Problem requirements: Count the lines in the listing below that contain the word "scrunchie" and report that number alone.

Working data: Begin

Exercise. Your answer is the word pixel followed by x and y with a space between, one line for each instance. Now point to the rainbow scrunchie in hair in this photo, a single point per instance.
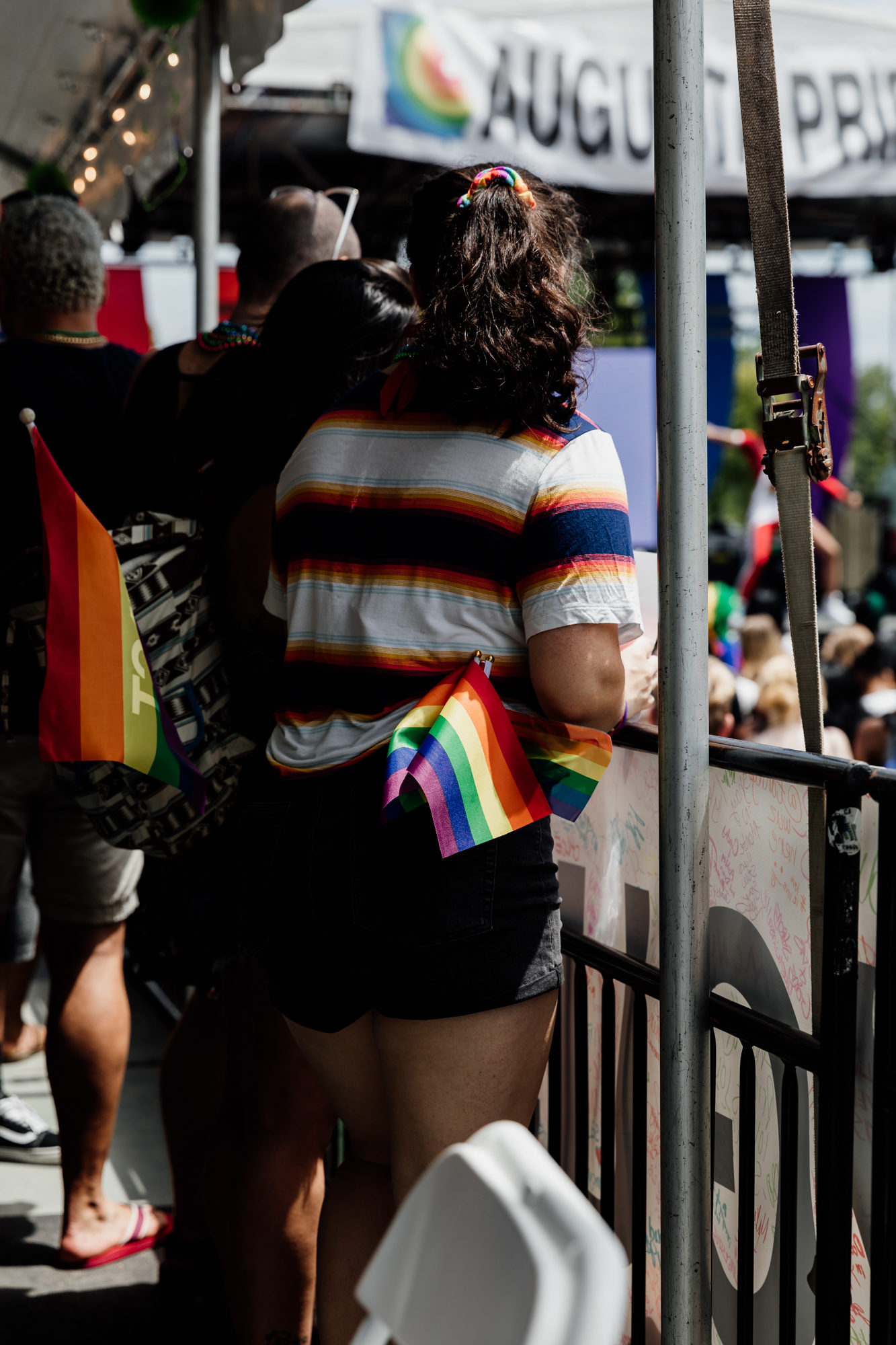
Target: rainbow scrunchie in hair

Working data: End
Working data: Begin

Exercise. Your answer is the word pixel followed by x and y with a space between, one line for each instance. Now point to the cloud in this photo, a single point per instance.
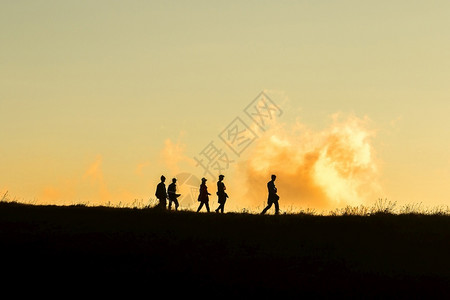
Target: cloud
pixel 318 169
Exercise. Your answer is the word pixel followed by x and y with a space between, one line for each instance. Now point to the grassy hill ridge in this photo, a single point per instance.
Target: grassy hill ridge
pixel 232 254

Working data: End
Working data: Begin

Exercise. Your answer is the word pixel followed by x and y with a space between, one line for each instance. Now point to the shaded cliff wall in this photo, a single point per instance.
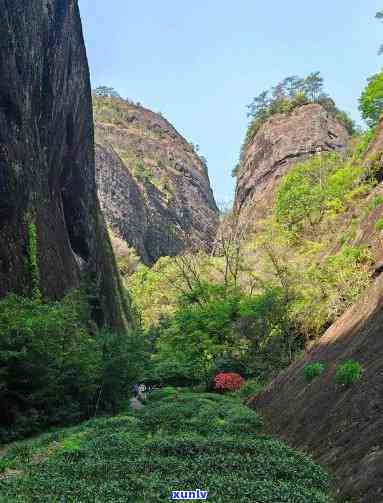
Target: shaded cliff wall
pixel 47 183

Working data: End

Answer space: 2